## Extract to read
BEGIN

Cognitive Restructuring – Common Thought Errors that Lead to Depression and Anxiety

Sometimes, we allow ourselves to think in ways that lead us down paths of destruction. Common errors in thought processes can lead to a number of negative symptoms; most notably anxiety and depression!

Disqualifying the Positive – Discounting the good things that have occurred in your life or that you’ve accomplished, saying “that doesn’t count.”

Overgeneralization – Seeing a pattern based on just one event, being overly broad/generalizing about a specific event, one mistake makes you a complete failure. “Everything is always going wrong.” “Nothing good ever happens.”

Mental Filter – Only paying attention to certain types of evidence, picking out the one negative and focusing on it. Noticing your failures while ignoring or overlooking your successes.

Should, Must, Ought – Using critical words like ‘should,’ ‘must,’ or ‘ought,’ when talking to yourself can lead to feelings of guilt and/or failure. These are judgmental and unforgiving expectations that we place upon ourselves. And when we say “she/he should have…,” we set ourselves up for frustration.

Comparisons – Constantly comparing yourself to others, trying to Keep up with the Joneses, placing your value in how you see yourself in relation to others.

Jumping to ConclusionsMind reading, where we think we know what others are thinking without concerning ourselves with what might actually be happening. Fortune telling, quite simply, we try to predict the future. Emotions control your interpretations rather than a wise mind.

All or Nothing Thinking – Also called black and white thinking, you think in absolutes: “If I’m not perfect, I’m a failure” and “I’ll either do it right or not at all.”

Catastrophizing and Minimizing – Magnifying, blowing things out of proportion are known as catastrophizing, or thinking in catastrophic ways. Downplaying or diminishing the importance of something in an inappropriate way is minimizing.

END

## Required action
Can you reproduce the piece on common thought errors in full, word for word?

## Collected material
BEGIN

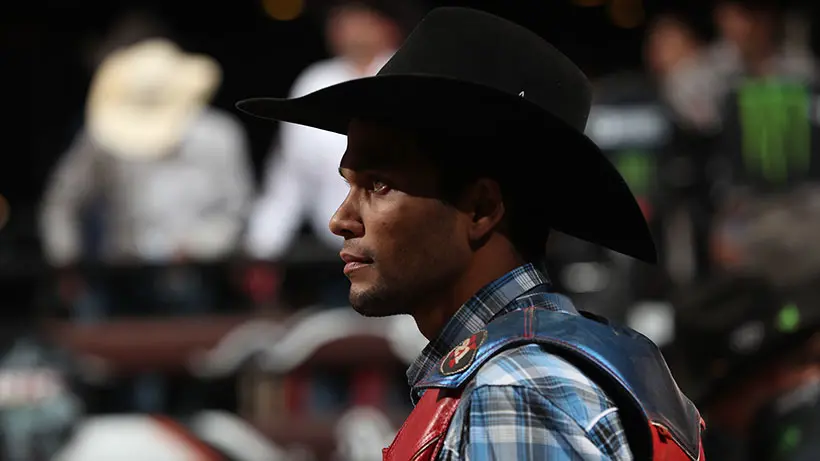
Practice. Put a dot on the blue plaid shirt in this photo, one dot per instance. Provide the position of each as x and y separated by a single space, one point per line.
524 403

END

## Solution for this problem
Cognitive Restructuring – Common Thought Errors that Lead to Depression and Anxiety

Sometimes, we allow ourselves to think in ways that lead us down paths of destruction. Common errors in thought processes can lead to a number of negative symptoms; most notably anxiety and depression!

Disqualifying the Positive – Discounting the good things that have occurred in your life or that you’ve accomplished, saying “that doesn’t count.”

Overgeneralization – Seeing a pattern based on just one event, being overly broad/generalizing about a specific event, one mistake makes you a complete failure. “Everything is always going wrong.” “Nothing good ever happens.”

Mental Filter – Only paying attention to certain types of evidence, picking out the one negative and focusing on it. Noticing your failures while ignoring or overlooking your successes.

Should, Must, Ought – Using critical words like ‘should,’ ‘must,’ or ‘ought,’ when talking to yourself can lead to feelings of guilt and/or failure. These are judgmental and unforgiving expectations that we place upon ourselves. And when we say “she/he should have…,” we set ourselves up for frustration.

Comparisons – Constantly comparing yourself to others, trying to Keep up with the Joneses, placing your value in how you see yourself in relation to others.

Jumping to ConclusionsMind reading, where we think we know what others are thinking without concerning ourselves with what might actually be happening. Fortune telling, quite simply, we try to predict the future. Emotions control your interpretations rather than a wise mind.

All or Nothing Thinking – Also called black and white thinking, you think in absolutes: “If I’m not perfect, I’m a failure” and “I’ll either do it right or not at all.”

Catastrophizing and Minimizing – Magnifying, blowing things out of proportion are known as catastrophizing, or thinking in catastrophic ways. Downplaying or diminishing the importance of something in an inappropriate way is minimizing.